● **SELECTED EXTRACT**
....

This term “son of man” was used often of Ezekiel in the Old Testament, as a prophet, but it is used much more often by Jesus, referring to Himself, in the New Testament, and reflecting what was said in prophecy of another “Son of Man” in Daniel 7:13-14 in the Old Testament. This Son of Man was presented to “the Ancient of Days,” God the Father, and He “was given dominion and glory and an everlasting Kingdom” in which “all kinds of people and languages and nations would serve Him.” This is almost exactly what John said of the risen, victorious Lord Jesus in Revelation 1:5-6. John was seeing in his vision the Lord Jesus as the Son of Man, as well as the Son of God, in glory in heaven.
In what John sees in this vision, Jesus now looks much like “the Ancient of Days,” God the Father, as described in Daniel 7:9, who had “clothing white as snow, and the hair of His head like pure wool, and fiery flames all around Him.” Compare this description with what is said of the “Son of Man” in Revelation 1:14. That it is Jesus in glory, like His Father, is confirmed in Revelation 1:17-18, where this “Son of Man” speaks and says, “I am the First and the Last, and the Living One. I died , and behold, I am alive forevermore.”

....

● **DATA**
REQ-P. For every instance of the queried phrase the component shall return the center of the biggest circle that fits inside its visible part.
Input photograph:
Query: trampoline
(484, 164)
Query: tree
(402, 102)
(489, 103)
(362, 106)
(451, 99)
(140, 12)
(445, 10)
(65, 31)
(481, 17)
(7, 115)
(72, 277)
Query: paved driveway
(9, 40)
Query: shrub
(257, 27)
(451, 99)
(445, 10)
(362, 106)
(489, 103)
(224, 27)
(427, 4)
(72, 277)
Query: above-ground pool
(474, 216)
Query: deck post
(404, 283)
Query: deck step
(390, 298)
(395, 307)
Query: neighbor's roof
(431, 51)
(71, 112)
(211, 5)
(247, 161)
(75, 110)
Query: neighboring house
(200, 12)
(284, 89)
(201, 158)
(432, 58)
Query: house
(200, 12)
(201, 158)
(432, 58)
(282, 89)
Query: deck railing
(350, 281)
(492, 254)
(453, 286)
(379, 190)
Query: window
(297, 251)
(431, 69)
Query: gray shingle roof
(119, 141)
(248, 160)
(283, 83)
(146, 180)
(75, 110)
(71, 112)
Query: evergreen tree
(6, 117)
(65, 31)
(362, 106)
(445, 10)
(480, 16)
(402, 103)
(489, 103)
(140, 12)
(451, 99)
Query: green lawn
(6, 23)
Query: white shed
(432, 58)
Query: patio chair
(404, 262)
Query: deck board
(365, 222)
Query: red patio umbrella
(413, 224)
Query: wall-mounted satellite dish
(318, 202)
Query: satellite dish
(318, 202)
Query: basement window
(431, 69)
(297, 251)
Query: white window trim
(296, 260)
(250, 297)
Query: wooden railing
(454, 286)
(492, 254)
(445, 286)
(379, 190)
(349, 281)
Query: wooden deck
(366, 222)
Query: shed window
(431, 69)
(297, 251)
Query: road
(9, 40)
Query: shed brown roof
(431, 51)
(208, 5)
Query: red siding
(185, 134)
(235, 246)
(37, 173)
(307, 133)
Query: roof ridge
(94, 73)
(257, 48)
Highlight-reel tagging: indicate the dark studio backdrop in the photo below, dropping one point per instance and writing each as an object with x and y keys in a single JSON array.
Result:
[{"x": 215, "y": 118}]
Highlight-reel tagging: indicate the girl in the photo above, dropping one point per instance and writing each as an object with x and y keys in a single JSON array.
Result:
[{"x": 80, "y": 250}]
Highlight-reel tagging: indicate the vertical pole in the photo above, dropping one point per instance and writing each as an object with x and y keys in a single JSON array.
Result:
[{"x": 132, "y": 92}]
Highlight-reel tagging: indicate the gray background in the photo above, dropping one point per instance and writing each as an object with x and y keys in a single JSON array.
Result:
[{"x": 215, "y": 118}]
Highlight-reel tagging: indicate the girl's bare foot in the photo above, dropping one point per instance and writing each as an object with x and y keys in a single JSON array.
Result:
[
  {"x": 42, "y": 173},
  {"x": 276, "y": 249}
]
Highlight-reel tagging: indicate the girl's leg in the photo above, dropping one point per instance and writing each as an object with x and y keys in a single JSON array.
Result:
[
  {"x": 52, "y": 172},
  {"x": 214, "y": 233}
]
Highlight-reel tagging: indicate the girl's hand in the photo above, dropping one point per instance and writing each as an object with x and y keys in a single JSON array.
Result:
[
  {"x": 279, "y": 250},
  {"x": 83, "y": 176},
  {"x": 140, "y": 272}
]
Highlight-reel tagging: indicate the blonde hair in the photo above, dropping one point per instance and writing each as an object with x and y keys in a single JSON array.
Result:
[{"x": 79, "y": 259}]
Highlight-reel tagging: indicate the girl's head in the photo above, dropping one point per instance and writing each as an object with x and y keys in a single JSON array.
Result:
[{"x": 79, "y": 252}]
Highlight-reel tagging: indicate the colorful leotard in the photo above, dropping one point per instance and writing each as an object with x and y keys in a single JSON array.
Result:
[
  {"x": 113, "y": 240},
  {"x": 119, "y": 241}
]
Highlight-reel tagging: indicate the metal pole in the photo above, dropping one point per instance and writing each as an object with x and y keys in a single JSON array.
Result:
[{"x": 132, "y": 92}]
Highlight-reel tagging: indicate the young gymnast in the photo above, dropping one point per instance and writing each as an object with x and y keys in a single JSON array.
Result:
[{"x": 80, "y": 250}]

....

● **WORK ITEM A**
Answer these questions from the passage on the Son of Man:
(i) Which Old Testament prophet was often called "son of man"?
(ii) Which verse in Daniel describes the Ancient of Days as having "clothing white as snow"?
(iii) Which verses in Revelation confirm that this "Son of Man" is Jesus in glory?
● **WORK ITEM B**
Please extend the passage on the Son of Man in Revelation, starting after its final sentence.

● **FINAL ANSWER A**
(i) Ezekiel
(ii) Daniel 7:9
(iii) Revelation 1:17-18

● **FINAL ANSWER B**
There is much more in Revelation chapter one, but we will stop at this point, before this gets too long. Keep reading and be thinking about why God would give this vision to John, for his sake, and to be relayed to the churches, at this particular time. Notice also how Jesus in glory explains the true meaning of at least some of what John sees. What does this tell us about how we should read what is said in Revelation? The Lord’s continued blessings!